Short problem:
Recast the entries below as a Markdown table with the columns "Row" and "Line": one numbered row per line, skipping blank lines and leaving out the pictures.
====
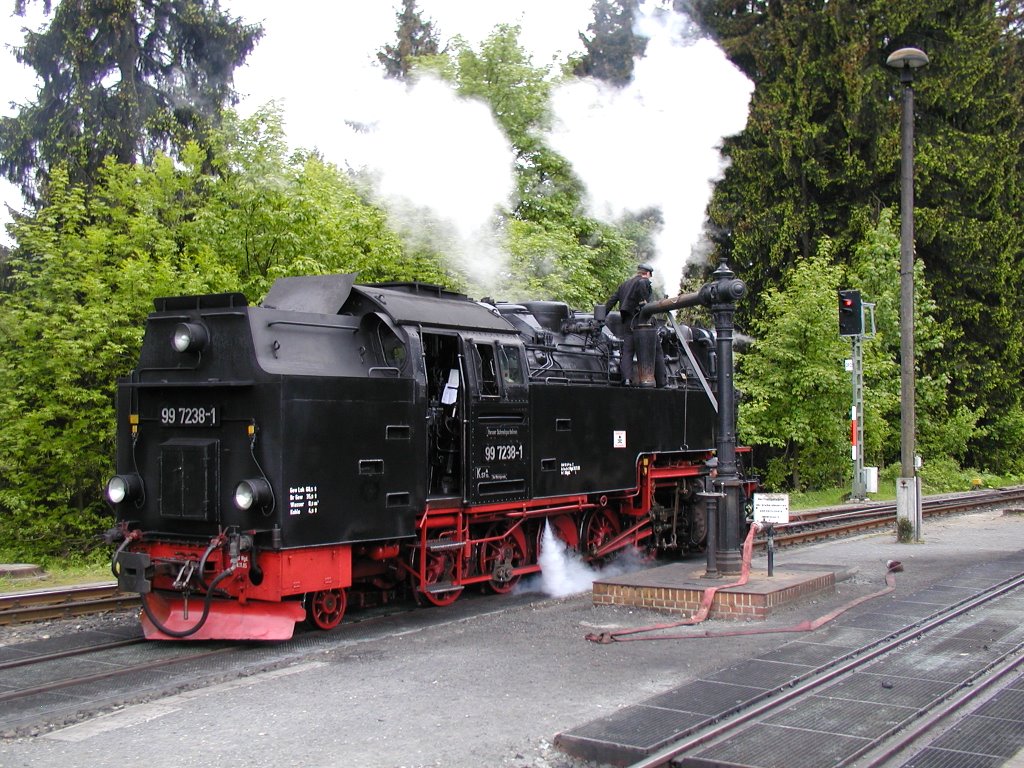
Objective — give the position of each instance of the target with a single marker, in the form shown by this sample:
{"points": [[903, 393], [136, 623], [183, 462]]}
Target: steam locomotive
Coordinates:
{"points": [[344, 443]]}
====
Worked solution:
| Row | Line |
|---|---|
| 1 | Objective — give the position of each instance of the target with a single marker, in the form shown by this sample: |
| 2 | {"points": [[903, 393], [136, 623], [183, 462]]} |
| 3 | Target: steam locomotive |
| 4 | Coordinates: |
| 5 | {"points": [[344, 443]]} |